EXERCISE INSTRUCTIONS → Reproduce each of the records below verbatim, keeping every line unchanged.

Some records
## Start

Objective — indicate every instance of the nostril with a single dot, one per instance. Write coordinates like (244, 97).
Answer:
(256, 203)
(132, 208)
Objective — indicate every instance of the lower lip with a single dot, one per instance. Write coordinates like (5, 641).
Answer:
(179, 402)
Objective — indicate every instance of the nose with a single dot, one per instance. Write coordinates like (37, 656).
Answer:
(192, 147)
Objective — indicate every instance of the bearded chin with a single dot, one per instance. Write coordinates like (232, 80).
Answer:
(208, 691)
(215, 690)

## End

RESPONSE BELOW →
Objective — indicate every instance of the nostril with a single dot, one per instance. Write coordinates like (244, 97).
Answer:
(256, 203)
(132, 208)
Objective — indicate every instance of the lower lip with a single dot, one per instance. Write coordinates like (5, 641).
Answer:
(179, 402)
Objective — indicate every instance of the nose with a single dot, one per instance. Write coordinates like (37, 656).
Answer:
(192, 147)
Objective — indicate every instance of the bearded chin with a single dot, one per instance. Write coordinates like (232, 80).
Answer:
(208, 691)
(215, 690)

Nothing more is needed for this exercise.